Passage for review —
I’m the luckiest girl because I caught my brother Joshua as we were crossing Cornhusker Highway on our bikes today–going the opposite direction. I waved and shouted, and he was a bit embarrassed. But he’s my brother and it’s okay. When he’s in the middle of a deep history conversation and I break in with a piddling contextual question, he patiently answers. He lets me read his stories, even though I’ve always been a hard critic. And he took on my dish job when I went away to college.

I’m the luckiest girl because I’m always trying to one up my brother Daniel at busyness. I go to school and do a thousand piddly things. He goes to high school and works almost thirty hours a week. But that doesn’t mean he’s too busy to drive me around while the gas prices continue to rise. He’s always trying to torque me off about women’s lib, but I know that he respects me as a woman and as his sister. He started to work out and dropped fifty pounds after he scared himself at 200 lbs. And he had the grace to let me come to the gym and spot for him–even though I’d never done it before. He let me buy him some jeans for Christmas last year–even when I insisted on them being European style. And he asks me for clothing advice. He actually thinks my opinion matters.

I’m the luckiest girl just because my brother John is alive and is my brother. Because he loves missions and is on our church’s mission team with me. Because he loves children and begged me to let him help out in the nursery–we work together so that he’s not a boy alone with them. He’s got more energy than anyone I know, and he never lets anything get him down. He loves people and he wants to do everything within his power to help them. He’s the only one of my siblings who doesn’t correct me when I sit down at the piano. And he actually begs me to cut his hair–even though I cut his ear the one time I tried.

I’m the luckiest girl in the world because I can talk to my brother Timothy about books. We started with Lemony Snicket, back when he hated to read. Now he’s begging me to read Eragon, because he thinks it’s the best thing in the world. We read Phantom of the Opera out loud together in three days. We discussed our melancholy over loving and hating Eric at the same time. Tim’s growing up and his voice is deepening, but he isn’t outgrowing his sister. He comes up to me at youth group and gives me a hug, tells me about his day. He’s gotten into fixing bikes recently, and wasn’t content until he’d gotten my seat to just the right height.

Records shown —
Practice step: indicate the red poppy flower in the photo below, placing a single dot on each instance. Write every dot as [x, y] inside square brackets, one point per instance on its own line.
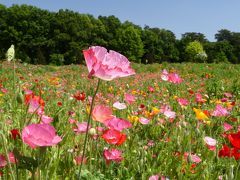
[236, 153]
[113, 136]
[235, 139]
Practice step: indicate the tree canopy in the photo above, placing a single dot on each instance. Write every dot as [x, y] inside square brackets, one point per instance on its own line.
[44, 37]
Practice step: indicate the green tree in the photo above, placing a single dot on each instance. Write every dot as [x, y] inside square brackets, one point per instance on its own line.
[130, 43]
[195, 53]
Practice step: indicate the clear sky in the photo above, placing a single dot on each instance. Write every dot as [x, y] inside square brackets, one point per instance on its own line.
[179, 16]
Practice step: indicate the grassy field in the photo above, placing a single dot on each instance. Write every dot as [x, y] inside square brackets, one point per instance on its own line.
[168, 143]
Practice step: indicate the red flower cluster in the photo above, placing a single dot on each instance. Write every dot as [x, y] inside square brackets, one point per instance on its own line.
[234, 151]
[112, 136]
[79, 96]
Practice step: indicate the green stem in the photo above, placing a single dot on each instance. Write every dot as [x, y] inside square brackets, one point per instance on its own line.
[6, 153]
[88, 123]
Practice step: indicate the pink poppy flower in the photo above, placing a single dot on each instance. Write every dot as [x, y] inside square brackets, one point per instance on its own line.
[46, 119]
[36, 104]
[129, 98]
[171, 77]
[101, 113]
[12, 158]
[199, 98]
[78, 159]
[119, 105]
[193, 157]
[117, 123]
[112, 155]
[143, 120]
[154, 177]
[170, 114]
[182, 101]
[210, 142]
[227, 126]
[227, 94]
[164, 75]
[81, 127]
[174, 78]
[3, 161]
[36, 135]
[220, 111]
[106, 65]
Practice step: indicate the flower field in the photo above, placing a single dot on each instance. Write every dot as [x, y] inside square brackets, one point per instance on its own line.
[162, 121]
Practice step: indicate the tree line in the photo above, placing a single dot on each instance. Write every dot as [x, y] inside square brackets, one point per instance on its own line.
[44, 37]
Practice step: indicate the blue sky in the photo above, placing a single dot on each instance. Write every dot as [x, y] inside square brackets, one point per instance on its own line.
[179, 16]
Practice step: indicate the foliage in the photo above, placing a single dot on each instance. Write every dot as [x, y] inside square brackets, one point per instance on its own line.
[158, 147]
[40, 34]
[195, 53]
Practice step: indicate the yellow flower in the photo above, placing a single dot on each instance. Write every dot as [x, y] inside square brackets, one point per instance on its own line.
[110, 89]
[155, 111]
[133, 119]
[147, 114]
[88, 109]
[200, 115]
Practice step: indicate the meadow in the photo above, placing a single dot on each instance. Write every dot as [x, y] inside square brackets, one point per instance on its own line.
[189, 129]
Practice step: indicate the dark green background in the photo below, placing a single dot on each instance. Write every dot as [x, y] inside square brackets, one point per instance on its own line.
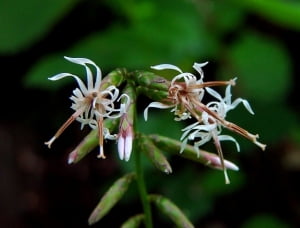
[256, 41]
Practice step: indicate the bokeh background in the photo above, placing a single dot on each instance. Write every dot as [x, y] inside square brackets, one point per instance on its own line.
[256, 41]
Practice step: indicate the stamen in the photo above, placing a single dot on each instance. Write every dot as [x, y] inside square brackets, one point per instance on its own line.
[213, 83]
[220, 153]
[50, 142]
[100, 132]
[231, 126]
[64, 126]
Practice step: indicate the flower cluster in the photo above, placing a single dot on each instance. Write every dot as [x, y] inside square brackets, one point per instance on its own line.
[185, 95]
[92, 104]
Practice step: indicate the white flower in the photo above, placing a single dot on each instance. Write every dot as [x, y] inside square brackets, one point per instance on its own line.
[210, 127]
[90, 103]
[190, 86]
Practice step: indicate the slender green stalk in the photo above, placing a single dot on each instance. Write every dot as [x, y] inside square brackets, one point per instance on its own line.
[142, 188]
[130, 90]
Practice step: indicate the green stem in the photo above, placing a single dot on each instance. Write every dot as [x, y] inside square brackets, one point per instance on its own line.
[142, 190]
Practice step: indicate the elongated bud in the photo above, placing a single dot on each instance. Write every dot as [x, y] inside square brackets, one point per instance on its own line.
[115, 78]
[214, 161]
[133, 222]
[154, 154]
[126, 131]
[154, 94]
[90, 142]
[173, 146]
[125, 138]
[150, 80]
[111, 197]
[168, 208]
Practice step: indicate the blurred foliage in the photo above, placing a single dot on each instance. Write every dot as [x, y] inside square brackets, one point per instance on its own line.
[180, 32]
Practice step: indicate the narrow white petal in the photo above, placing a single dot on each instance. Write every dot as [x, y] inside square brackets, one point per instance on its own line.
[245, 103]
[121, 147]
[155, 104]
[84, 61]
[214, 93]
[128, 147]
[198, 68]
[229, 138]
[166, 67]
[63, 75]
[230, 165]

Task set —
a: From the brothers passage, extract everything from "I’m the luckiest girl in" down to "the right height.", word for word.
b: According to the brothers passage, about how many hours a week does Daniel work?
The data has nothing to do with the brothers passage.

Answers for the tasks —
a:
I’m the luckiest girl in the world because I can talk to my brother Timothy about books. We started with Lemony Snicket, back when he hated to read. Now he’s begging me to read Eragon, because he thinks it’s the best thing in the world. We read Phantom of the Opera out loud together in three days. We discussed our melancholy over loving and hating Eric at the same time. Tim’s growing up and his voice is deepening, but he isn’t outgrowing his sister. He comes up to me at youth group and gives me a hug, tells me about his day. He’s gotten into fixing bikes recently, and wasn’t content until he’d gotten my seat to just the right height.

b: Almost thirty hours a week.